PASSAGE SHOWN:
++++++++
Interviews

Uncovering the Ecstasy of Authenticity with Anania

Uncovering the Ecstasy of Authenticity with Anania

Humor is our strongest saber against life’s most formidable challenges. As digital comedy royalty, Anania knows the potency of a hearty chuckle. “I have the most fun in my life when I find the humor in whatever I’m doing or whatever situation I’m in,” she says. “It’s gotten me through a lot, especially now, because it feels like the world’s on fire. It’s been feeling like that ever since I was cognizant. But I think the ability to laugh and the ability to find joy despite it all really helps with perseverance and resilience.”

She welcomes everyone in her audience with open arms. Hers is an atmosphere to gleefully twirl around in even when everything else is collapsing. “I lead by example. I have an open digital door policy. First of all, I make content for the people at my intersection, for Black and trans people, but then it also liberates other queer people to feel welcome too. It’s not an exclusionary tactic. Everyone should understand that the people I’m advocating for the most are the most marginalized that I see in my day to day. Everyone else coming along for the ride is very much welcome. There’s a level of respect in the anania00 bubble. It’s really nice to be able to curate a space for people to let go and be goofy and have fun and laugh about things that are going on. I do my best to have a good mixture of, ‘Hey, we need to talk about something that’s political that’s happening now and it’s an infringement, and we also need to be able to do it in a way that’s smart, funny, and relatable.”
++++++++
MATERIAL PROVIDED:
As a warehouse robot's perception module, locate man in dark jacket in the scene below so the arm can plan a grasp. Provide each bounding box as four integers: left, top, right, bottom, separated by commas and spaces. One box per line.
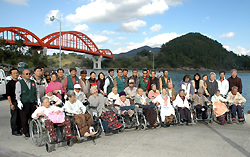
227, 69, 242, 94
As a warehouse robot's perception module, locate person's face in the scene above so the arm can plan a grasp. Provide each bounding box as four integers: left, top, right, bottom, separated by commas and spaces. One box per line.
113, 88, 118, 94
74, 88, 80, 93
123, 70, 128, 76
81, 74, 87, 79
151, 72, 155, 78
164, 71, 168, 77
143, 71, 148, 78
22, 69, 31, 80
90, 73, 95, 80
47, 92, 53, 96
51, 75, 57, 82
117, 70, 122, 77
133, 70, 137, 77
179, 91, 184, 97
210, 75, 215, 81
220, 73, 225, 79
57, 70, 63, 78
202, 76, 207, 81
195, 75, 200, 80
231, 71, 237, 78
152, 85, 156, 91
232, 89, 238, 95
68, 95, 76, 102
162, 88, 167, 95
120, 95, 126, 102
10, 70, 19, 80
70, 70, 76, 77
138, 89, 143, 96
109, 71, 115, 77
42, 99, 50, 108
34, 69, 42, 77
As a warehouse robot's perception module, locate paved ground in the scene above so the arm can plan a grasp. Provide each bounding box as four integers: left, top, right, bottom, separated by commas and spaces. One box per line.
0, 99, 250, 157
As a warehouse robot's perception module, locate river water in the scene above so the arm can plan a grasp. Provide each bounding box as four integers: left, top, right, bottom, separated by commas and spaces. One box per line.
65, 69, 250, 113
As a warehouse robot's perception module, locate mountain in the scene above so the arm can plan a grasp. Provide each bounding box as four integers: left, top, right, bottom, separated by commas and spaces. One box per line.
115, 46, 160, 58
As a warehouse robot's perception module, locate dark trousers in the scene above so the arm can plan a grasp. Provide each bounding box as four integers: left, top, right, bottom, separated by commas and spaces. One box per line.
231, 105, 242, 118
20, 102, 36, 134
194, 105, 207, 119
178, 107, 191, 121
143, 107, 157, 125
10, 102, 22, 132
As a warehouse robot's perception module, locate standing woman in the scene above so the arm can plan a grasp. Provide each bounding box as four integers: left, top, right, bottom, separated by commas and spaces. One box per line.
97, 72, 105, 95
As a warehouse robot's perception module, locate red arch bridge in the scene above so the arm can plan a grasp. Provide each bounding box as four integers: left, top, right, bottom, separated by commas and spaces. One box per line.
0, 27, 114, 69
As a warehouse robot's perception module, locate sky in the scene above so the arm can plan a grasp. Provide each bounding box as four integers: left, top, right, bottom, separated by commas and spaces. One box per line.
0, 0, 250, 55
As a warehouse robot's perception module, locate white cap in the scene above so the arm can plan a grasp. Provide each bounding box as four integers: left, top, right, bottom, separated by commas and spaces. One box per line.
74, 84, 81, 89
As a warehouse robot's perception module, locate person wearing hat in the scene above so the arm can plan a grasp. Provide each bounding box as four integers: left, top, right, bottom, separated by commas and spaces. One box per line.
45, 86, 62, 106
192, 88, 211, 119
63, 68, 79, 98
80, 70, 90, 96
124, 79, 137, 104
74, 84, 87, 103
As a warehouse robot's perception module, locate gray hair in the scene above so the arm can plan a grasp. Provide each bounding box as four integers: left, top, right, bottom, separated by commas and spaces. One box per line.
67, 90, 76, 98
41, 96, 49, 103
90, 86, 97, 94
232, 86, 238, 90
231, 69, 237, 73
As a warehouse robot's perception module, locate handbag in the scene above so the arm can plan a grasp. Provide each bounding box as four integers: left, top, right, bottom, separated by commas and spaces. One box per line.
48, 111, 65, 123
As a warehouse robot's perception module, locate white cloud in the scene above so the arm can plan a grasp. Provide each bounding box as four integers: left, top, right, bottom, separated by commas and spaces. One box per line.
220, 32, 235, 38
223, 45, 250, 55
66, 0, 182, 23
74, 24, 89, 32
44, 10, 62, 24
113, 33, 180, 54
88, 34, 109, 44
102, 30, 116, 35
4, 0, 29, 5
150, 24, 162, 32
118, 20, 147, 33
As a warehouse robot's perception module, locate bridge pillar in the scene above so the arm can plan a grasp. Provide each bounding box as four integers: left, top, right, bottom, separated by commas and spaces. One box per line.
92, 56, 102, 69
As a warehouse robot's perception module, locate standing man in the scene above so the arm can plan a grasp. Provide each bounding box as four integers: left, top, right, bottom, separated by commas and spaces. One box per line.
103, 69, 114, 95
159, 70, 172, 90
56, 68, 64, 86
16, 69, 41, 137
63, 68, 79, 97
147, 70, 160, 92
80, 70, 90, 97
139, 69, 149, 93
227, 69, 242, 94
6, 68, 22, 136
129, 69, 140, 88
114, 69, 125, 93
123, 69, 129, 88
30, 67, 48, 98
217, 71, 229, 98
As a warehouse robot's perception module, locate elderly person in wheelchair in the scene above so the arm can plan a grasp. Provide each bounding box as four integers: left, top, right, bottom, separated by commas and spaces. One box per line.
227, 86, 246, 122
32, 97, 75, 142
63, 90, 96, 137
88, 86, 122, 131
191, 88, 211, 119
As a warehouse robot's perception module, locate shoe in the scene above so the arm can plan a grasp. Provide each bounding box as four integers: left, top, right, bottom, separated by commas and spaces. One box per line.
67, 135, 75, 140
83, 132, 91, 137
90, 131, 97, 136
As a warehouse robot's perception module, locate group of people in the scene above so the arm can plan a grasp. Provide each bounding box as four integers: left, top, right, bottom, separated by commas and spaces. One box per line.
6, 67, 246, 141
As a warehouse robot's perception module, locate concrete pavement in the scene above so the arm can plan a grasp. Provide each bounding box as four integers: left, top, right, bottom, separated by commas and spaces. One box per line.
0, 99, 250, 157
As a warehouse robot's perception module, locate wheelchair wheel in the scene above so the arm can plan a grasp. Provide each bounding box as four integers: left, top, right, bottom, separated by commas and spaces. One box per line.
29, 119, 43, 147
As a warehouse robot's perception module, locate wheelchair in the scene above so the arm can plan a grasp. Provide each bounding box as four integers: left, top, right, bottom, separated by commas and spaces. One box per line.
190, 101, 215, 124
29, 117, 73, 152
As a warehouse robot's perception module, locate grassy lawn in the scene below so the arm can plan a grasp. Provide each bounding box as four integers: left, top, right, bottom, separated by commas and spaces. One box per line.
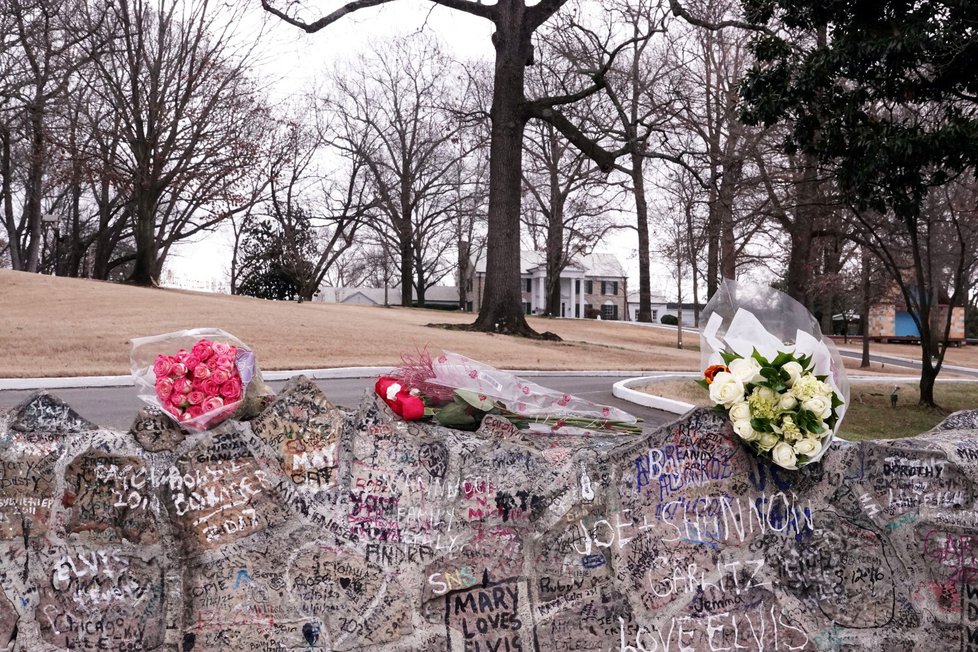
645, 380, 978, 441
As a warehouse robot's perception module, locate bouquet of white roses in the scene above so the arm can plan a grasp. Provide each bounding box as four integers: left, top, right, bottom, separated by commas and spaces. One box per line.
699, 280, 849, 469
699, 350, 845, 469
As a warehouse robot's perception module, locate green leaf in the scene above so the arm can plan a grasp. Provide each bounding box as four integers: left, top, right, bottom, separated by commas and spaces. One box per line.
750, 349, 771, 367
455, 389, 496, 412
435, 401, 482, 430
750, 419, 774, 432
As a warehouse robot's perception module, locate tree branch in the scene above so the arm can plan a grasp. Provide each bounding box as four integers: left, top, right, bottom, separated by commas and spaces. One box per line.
++++++++
CHECK YOUR UNDERSTANDING:
1. Translate this sentence from the Anania interview into Spanish: "She welcomes everyone in her audience with open arms."
2. In the Anania interview, list each thing Anania says her curated space lets people do.
3. Carry on the Anania interview from its final sentence.
The data has no connection to the Anania interview.

TASK-BY-TASK OUTPUTS:
1. Ella recibe a todos los miembros de su público con los brazos abiertos.

2.
- Let go
- Be goofy
- Have fun
- Laugh about things that are going on

3.
Stopping to prioritize the sanctity of her selfhood allowed her to finally notice some readily apparent truths. “I had a huge problem growing up where I never had a lot of time to think about myself. Often, it was always about what my parents might need or how I could blend in, or change myself, rather than take the time to actually authentically get to the root of who I want and who I am. When I realized I was gender queer, I was in college and I was like, ‘I’m not fitting.’ I went to theater acting school, and the thing in theater is it’s relatively on the binary. You’re either doing a male role or you’re doing a female role, you’re either leading man or you’re doing the best friend. There’s all these archetypes in theater to fill. I found myself having a hard time filling the male ones and fitting the standards for men. That started the whole pronoun pipeline, if you will.”

Thankfully, gender is a smorgasbord for the psyche! “I started thinking, ‘If I’m not having fun being a man, what are my other options? Through meeting queer people and talking to them and hearing their experiences, I realized it was time for me to admit some things about myself. When the pandemic hit, I had so much time to myself in a way that I’ve never had before in my life. So it was a matter of just being honest with myself and admitting I am queer, I’m probably trans, and all these things just fell into place afterwards. I started doing drag after that and I knew the prescription of man wasn’t going to work when I felt such release when getting in full drag. It felt like I never wanted to take it off, or if I were to take it off, it would be on a smaller scale. I grew into my transness by just playing around with femininity and what that means to me.”




The process has been an enriching unfurling. “I’m honored that my experiences online in transitioning have been really subtle, but also really positive. Obviously there’s a small percentage of people who take time to be rude and bully and bash, but overall, it’s been a nice process to just let myself explore and show that process and the ugly and the nitty gritty. People are still signed on. They’re rooting for me and not rooting for my transition or what I could look like. They’re rooting for me and not what I could do in the next couple of years. They want to see what I’m thinking and how I’m getting there. I’m really blessed to have that.” 

The key to content creation is preserving your personal aura. “You need to find a way to brand yourself authentically, but also protect yourself at the same time. There’s a healthy distance that I have between the things that I share online and the things that I keep to my IRL sphere.”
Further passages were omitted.